• **EXERCISE DIRECTIONS**
Resume the text on carbon capture and storage, starting right after its last sentence.

Most of the focus of CCS is on electricity production as this is the biggest stationary source of CO2 production. The production of cement is another important stationary source of CO2 emission (see Fig. 2). The total cement production is responsible for 7–13% of the global anthropogenic CO2 emissions.39,40 Cement production, actually, represents a double burden. It is not only an energy intensive process, but it also uses CaCO3 as an ingredient and during cement production limestone is converted into CaO and CO2. The CO2 is emitted with the flue gasses. CCS is therefore an important technology for the cement industry to reduce their CO2 emissions. The flue gas composition from cement production is slightly different from the flue gas from power plants; therefore one can use the post-combustion carbon capture technologies used in power plants.41 One can also opt for pre-combustion carbon capture and here we can also use CO2 diluted oxygen for the combustion.

Even if one uses air or oxygen to burn fossil fuels this has little impact on electricity production as it does not influence the quality of the steam that is produced. Cement that is produced in an oxy-combustion environment has different properties from cement that is produced traditionally by combustion in air. In this Faraday Discussions Zheng et al. (DOI: 10.1039/C6FD00032K) report on the quality of cement that is produced by oxy-combustion and show that high-quality cement can be successfully produced in an oxy-fuel atmosphere.

Negative CO2 emissions

If one looks at the fate of CO2 emitted in the atmosphere, one can see that about 30% ends up as increased terrestrial biomass and 25% in the surface of the ocean either as biomass or dissolved in the water. The remainder stays in the atmosphere. If we were to stop emitting any CO2 tomorrow it would take over 200 years before these CO2 levels decreased to preindustrial levels.3 The reason for these long times is the slow mixing of the surface of the ocean with the deep ocean. For all practical purposes we can therefore assume that 45% of all the CO2 we emit now will stay “forever” in the atmosphere. This implies that if we overshoot our target atmospheric CO2 concentration we cannot wait until nature takes care of this overshoot; the only solution is to actively reduce the CO2 concentration in the atmosphere. Direct air capture is a technology that aims to achieve this.42–46 As air has a much lower concentration of CO2, the costs of capturing a CO2 molecule once it has been emitted in the atmosphere are significantly larger than capturing it from a more concentrated source.47 A cheaper alternative for direct air capture is to co-fire biomass in a coal-fired plant and subsequently sequester the CO2. Bioenergy with Carbon Capture and Storage (BECCS) is seen as a promising technology to achieve negative emissions using current infrastructures. A key question is the source of the biomass. Initially the focus will be on waste biomass, however, there is a limit to the total available waste biomass, and if one needs to grow biomass for BECCS there is the question of competition with food production and changes in land use.

• **GIVEN MATERIAL**
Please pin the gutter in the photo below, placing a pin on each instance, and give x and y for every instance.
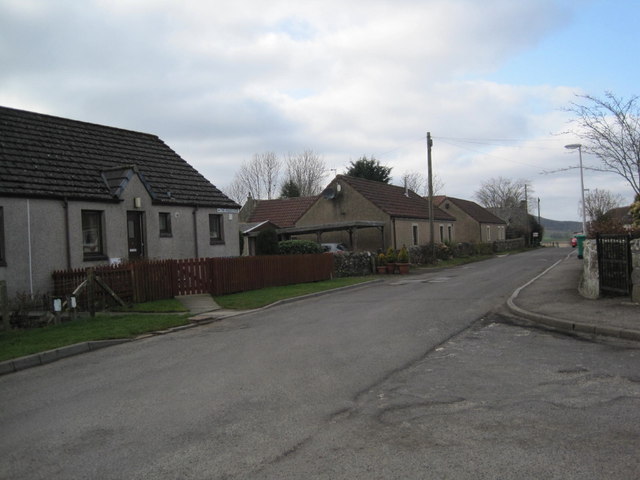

• **ANSWER TO THE PROBLEM**
In this Faraday Discussions Mac Dowell and Fajardy (DOI: 10.1039/C6FD00051G) compare BECCS in combination with post-combustion and oxy-combustion carbon capture. They showed that going to negative CO2 emission does not come for free. The efficiency of power plants with BECCS will depend on the moisture content of the biomass and co-firing rate, but in general the efficiency will be lower than the efficiency of conventional power plants with CCS.

Geological storage

Given the extremely large volumes of CO2 we are producing, converting CO2 into useful products or fuels can only mitigate a small fraction of the CO2 we produce. Therefore, if we want to have an impact on total emissions, the bulk of the CO2 that is being produced will have to be permanently stored. Geological formations are an option for permanent CO2 storage. Geological analysis shows that we have a sufficient number of geological formations to store all the CO2 that we will be producing.

An important factor in geological storage is the perception of the public. In the context of enhanced oil recovery we have quite some experience in transporting CO2 and injecting CO2 in geological formations. However, we do not have experience with injecting CO2 on such a large scales as is required to make a significant impact on emissions. Therefore research on geological storage is focused on increasing our knowledge of how to ensure the safe and permanent sequestration of CO2.

Of particular importance for geological storage are aquifers, which are sandstone formations in which the pores are filled with brine. If one injects CO2 in these formations one has to understand the chemical interactions between the CO2 and the reservoir fluids and rocks. For example, the dissolved CO2 makes the brine solution more acidic and this acidic solution may interact with the rocks and change the properties of the formation. In this Faraday Discussions Peng et al. (DOI: 10.1039/C6FD00048G) study the dissolution rate of several typical carbonate minerals, which one can find in these formations, in CO2-saturated water or brine at typical sequestration conditions. Quantifying these rates is important as these are the input for the computational models that are used to predict the fate of CO2 injected in these aquifers. These reservoir simulators are important as they are used to guide the CO2 injection process.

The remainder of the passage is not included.